What the task asks
Below is some material; set it all down exactly, apart from the pictures.

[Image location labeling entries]

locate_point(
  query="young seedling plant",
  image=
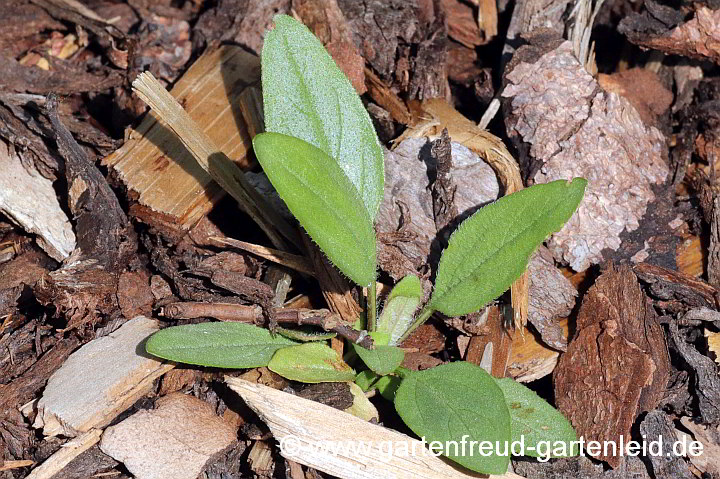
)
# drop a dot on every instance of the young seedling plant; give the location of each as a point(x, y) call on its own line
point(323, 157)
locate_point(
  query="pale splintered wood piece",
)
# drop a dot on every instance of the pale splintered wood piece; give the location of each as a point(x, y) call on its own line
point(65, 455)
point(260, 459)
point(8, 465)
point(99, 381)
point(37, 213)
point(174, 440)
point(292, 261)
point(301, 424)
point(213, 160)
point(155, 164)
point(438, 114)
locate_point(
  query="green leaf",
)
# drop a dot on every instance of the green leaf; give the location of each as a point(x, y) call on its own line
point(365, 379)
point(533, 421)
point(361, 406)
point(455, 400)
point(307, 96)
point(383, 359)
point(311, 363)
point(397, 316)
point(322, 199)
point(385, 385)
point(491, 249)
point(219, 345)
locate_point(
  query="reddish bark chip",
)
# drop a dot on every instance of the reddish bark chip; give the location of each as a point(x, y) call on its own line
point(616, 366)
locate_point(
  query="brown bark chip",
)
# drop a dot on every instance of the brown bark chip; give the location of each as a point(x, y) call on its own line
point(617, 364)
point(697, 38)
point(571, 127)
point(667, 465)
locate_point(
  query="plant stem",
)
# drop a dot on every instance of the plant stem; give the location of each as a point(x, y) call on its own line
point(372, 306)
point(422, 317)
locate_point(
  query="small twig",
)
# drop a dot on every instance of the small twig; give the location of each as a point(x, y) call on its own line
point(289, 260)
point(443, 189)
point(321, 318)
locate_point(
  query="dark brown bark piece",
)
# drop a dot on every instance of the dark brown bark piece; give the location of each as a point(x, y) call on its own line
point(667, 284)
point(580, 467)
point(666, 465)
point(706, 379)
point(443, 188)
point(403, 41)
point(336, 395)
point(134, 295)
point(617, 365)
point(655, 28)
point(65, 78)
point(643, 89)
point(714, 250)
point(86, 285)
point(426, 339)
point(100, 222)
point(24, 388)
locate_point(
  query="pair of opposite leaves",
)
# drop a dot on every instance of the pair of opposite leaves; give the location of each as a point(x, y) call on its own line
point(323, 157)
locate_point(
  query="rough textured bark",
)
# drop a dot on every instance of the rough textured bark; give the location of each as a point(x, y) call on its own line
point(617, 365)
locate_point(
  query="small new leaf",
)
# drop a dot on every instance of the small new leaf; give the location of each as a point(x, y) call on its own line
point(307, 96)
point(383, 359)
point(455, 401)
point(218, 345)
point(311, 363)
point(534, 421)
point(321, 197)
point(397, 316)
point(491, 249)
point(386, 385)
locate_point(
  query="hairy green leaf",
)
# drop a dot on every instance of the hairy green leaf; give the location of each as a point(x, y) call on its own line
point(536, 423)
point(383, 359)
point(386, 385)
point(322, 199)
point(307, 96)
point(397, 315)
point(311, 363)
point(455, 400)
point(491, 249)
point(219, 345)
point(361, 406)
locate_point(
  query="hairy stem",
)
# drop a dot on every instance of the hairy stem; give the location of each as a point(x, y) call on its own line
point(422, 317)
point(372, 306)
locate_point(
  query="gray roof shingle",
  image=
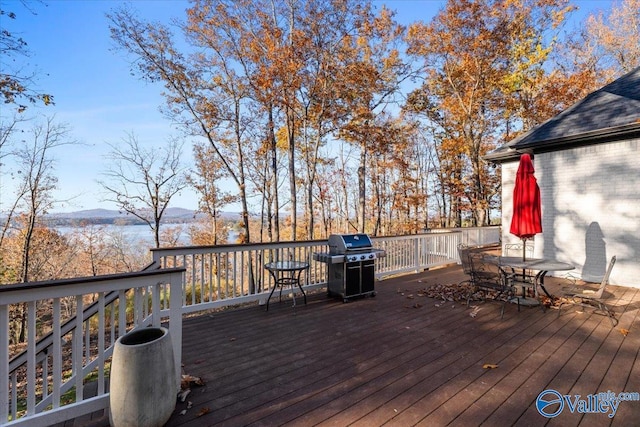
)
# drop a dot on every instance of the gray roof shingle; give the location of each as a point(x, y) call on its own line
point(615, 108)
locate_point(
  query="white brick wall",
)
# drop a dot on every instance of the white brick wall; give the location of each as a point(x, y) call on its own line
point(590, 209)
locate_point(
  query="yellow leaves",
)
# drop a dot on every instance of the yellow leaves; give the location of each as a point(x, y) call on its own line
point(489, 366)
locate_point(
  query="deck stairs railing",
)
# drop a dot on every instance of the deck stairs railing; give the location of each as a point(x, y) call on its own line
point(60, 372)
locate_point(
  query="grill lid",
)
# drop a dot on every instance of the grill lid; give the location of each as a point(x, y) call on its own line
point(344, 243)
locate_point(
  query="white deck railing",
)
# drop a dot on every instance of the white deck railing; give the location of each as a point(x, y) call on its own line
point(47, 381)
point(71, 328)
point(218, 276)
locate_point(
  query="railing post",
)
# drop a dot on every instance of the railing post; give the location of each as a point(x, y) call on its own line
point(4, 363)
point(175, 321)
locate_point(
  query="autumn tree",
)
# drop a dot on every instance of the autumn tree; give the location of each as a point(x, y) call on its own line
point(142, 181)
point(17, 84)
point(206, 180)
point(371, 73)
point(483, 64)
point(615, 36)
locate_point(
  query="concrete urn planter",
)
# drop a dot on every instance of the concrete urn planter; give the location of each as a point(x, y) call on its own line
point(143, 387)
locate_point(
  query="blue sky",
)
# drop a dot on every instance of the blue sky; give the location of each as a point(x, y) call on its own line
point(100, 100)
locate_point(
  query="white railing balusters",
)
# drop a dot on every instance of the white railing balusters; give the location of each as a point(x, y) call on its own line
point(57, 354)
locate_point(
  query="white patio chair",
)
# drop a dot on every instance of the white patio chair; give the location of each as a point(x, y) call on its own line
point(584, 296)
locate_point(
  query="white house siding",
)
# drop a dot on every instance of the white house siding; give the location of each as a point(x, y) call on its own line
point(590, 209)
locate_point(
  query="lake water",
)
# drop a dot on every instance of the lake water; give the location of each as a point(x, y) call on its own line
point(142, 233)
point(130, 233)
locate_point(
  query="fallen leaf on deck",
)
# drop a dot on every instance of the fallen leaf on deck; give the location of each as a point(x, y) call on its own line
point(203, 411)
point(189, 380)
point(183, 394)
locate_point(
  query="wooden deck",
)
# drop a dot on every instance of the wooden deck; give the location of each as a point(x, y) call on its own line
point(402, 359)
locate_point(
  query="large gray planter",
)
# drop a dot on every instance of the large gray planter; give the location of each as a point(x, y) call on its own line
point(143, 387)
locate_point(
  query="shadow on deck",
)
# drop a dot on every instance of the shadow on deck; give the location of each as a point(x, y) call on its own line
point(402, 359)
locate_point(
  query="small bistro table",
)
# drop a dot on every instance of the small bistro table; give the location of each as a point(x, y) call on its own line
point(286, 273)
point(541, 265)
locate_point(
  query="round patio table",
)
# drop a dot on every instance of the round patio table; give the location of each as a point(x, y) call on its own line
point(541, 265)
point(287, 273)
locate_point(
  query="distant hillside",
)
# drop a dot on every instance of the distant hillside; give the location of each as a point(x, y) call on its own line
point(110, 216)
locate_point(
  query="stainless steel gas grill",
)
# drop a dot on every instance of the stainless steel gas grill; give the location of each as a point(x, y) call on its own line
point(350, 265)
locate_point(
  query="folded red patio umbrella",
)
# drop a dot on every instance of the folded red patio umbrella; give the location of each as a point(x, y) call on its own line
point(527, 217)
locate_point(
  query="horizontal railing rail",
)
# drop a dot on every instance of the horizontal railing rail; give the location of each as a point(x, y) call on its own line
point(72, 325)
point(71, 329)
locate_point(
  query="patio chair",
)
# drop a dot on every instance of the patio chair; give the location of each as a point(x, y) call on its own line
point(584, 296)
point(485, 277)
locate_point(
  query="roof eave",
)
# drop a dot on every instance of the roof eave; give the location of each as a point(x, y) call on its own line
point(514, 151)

Exercise output
locate_point(
  query="young seedling plant",
  image=
)
# drop a dot on every instance of the young seedling plant; give the location of each as a point(x, y) call on its own line
point(323, 157)
locate_point(
  query="pale splintered wood piece",
)
# drop a dot on every instance of the pale splintered wood piece; give the location of each as a point(x, y) call on its own line
point(65, 455)
point(260, 459)
point(8, 465)
point(99, 381)
point(37, 213)
point(174, 440)
point(292, 261)
point(301, 424)
point(213, 160)
point(155, 164)
point(438, 114)
locate_point(
  query="green leaf",
)
# drop a dot on every instance of the green leaf; give the location of each as a point(x, y) call on its own line
point(365, 379)
point(533, 421)
point(361, 406)
point(455, 400)
point(307, 96)
point(383, 359)
point(311, 363)
point(397, 316)
point(322, 199)
point(385, 385)
point(491, 249)
point(219, 345)
locate_point(
  query="reddish bark chip",
)
# drop a dot on every instance of the reddish bark chip; give the location of each as a point(x, y) call on its own line
point(616, 366)
locate_point(
  query="brown bark chip",
)
# drop a dot on every instance of the brown bark chip; give the location of each as a point(x, y) call on its own line
point(617, 364)
point(697, 38)
point(571, 127)
point(667, 465)
locate_point(
  query="plant stem",
)
# drop a dot on every instance of the plant stem; give the location of each as a point(x, y) call on its own line
point(372, 306)
point(422, 317)
locate_point(
  query="small twig",
)
# drop a dot on every instance of the small twig; give the location of each as a point(x, y) call on its own line
point(289, 260)
point(443, 189)
point(321, 318)
locate_point(
  query="dark brown bark piece",
)
# drop a dot on every instance of the dark brown bark piece; give the location of each as a point(x, y) call on its own line
point(667, 284)
point(580, 467)
point(666, 465)
point(706, 379)
point(443, 188)
point(403, 41)
point(336, 395)
point(134, 295)
point(617, 365)
point(655, 28)
point(65, 78)
point(643, 89)
point(714, 250)
point(86, 285)
point(426, 339)
point(100, 222)
point(24, 388)
locate_point(
  query="pair of opposite leaves",
)
# drop a dot on every instance of the pair of opposite leaves; give the location of each as a point(x, y) call on its own line
point(323, 157)
locate_point(
  query="rough textured bark",
)
# drop a dot on every instance of the rough textured bark; give the location of each as a point(x, y) call on its own line
point(617, 365)
locate_point(
  query="small new leaf",
)
# drop a dot on every instance of the small new leaf; give the location of each as a point(x, y) call on its own line
point(307, 96)
point(383, 359)
point(455, 401)
point(218, 345)
point(311, 363)
point(534, 421)
point(321, 197)
point(397, 316)
point(491, 249)
point(386, 385)
locate_point(
  query="hairy green leaf",
)
# drop a dot on every instance of the hairy green leaf; give the location of each as a point(x, y) call on its own line
point(536, 423)
point(383, 359)
point(386, 385)
point(322, 199)
point(307, 96)
point(397, 315)
point(311, 363)
point(455, 400)
point(491, 249)
point(219, 345)
point(361, 406)
locate_point(
  query="hairy stem",
)
# drop a dot on every instance of the hairy stem; give the location of each as a point(x, y) call on its own line
point(422, 317)
point(372, 306)
locate_point(
  query="gray roof shingle",
  image=
)
# drop a dot on every instance of the gray roof shingle; give the location of each as a point(x, y) call on its own line
point(615, 108)
locate_point(
  query="white brick wall",
)
# drop a dot on every instance of the white brick wall; give the location of each as a point(x, y) call on its own line
point(590, 209)
locate_point(
  query="yellow leaves",
)
# drop a dot on every instance of the yellow leaves; give the location of each as a point(x, y) call on its own line
point(489, 366)
locate_point(
  query="deck stairs railing",
)
# drop a dot on every instance of the deck stairs railing; give the location of each as a point(x, y) call on its own line
point(60, 372)
locate_point(
  query="grill lid",
)
# drop a dot on every instance of the grill lid; give the location of each as a point(x, y) call on its own line
point(344, 243)
locate_point(
  query="white deck railing",
)
# drop a dot on every instance of the white deck railing; give the location of each as a point(x, y) call on its own line
point(47, 381)
point(71, 328)
point(218, 276)
locate_point(
  query="railing post",
)
# drop a dot on every instance of the railing post; give the location of each as a point(x, y) call on its own line
point(4, 363)
point(175, 321)
locate_point(
  query="autumn tree",
)
# drop a dot on every instance of the autumn tree; give the location of each as a point(x, y) call on its own line
point(142, 181)
point(17, 84)
point(206, 180)
point(371, 73)
point(483, 64)
point(615, 36)
locate_point(
  query="concrete urn planter",
)
# drop a dot on every instance of the concrete urn planter; give the location of each as a point(x, y) call on its own line
point(143, 387)
locate_point(
  query="blue sky",
)
# drop a dot on every instance of the blue sky; give the location of each as a point(x, y) call on its own line
point(100, 100)
locate_point(
  query="white railing balusters",
)
# drop a dot on every instance of the white railing balusters; give the location of each as a point(x, y) call on its own line
point(57, 354)
locate_point(
  query="white patio chair",
)
# drop a dot on every instance of the white patio chair; give the location of each as a point(x, y) call on its own line
point(584, 296)
locate_point(
  query="white house siding",
)
# drop a dot on every instance of the white house siding; give the location of each as a point(x, y) call on its own line
point(590, 209)
locate_point(
  query="lake water",
)
# drop a dot on every instance of the lake water; give the location of each as a point(x, y) call on its own line
point(142, 233)
point(130, 233)
locate_point(
  query="fallen leaf on deck",
)
# drop a dot on every instance of the fallen leaf on deck; give the location of each as a point(x, y) call on its own line
point(203, 411)
point(189, 380)
point(183, 394)
locate_point(
  query="wooden deck",
)
# drop a dot on every instance of the wooden deck; give the location of each as a point(x, y) call on its own line
point(402, 359)
locate_point(
  query="large gray planter",
)
# drop a dot on every instance of the large gray planter; give the location of each as a point(x, y) call on its own line
point(143, 387)
locate_point(
  query="shadow on deck",
)
# drop a dot on every instance of the shadow on deck; give the location of each as a point(x, y) call on its own line
point(402, 359)
locate_point(
  query="small bistro table",
)
# drop a dot on every instance of the small bistro table; give the location of each as a point(x, y) call on its own line
point(286, 273)
point(541, 265)
locate_point(
  query="round patio table",
)
# drop a dot on every instance of the round patio table; give the location of each as a point(x, y) call on its own line
point(541, 265)
point(287, 273)
locate_point(
  query="distant hillside",
)
# drop a dot on every instance of the distant hillside; give the location of each as a point(x, y) call on its own line
point(110, 216)
locate_point(
  query="stainless steel gas grill",
)
# drop a dot on every instance of the stainless steel gas grill; give the location of each as a point(x, y) call on its own line
point(350, 265)
locate_point(
  query="folded red patio umbrella",
)
# drop a dot on every instance of the folded red patio umbrella; give the location of each as a point(x, y) call on its own line
point(527, 217)
locate_point(
  query="horizontal railing rail",
)
# drop a dot on every instance of the horizontal railing rail; give the location of each as a point(x, y) call on its own line
point(72, 325)
point(71, 329)
locate_point(
  query="patio chair",
)
# drop a dot on every instance of the patio chair; give the location of each as a point(x, y) call on its own line
point(584, 296)
point(485, 277)
locate_point(
  query="roof eave",
)
# drop a dot on every instance of the roof eave; give the location of each as a point(x, y) call on its own line
point(514, 151)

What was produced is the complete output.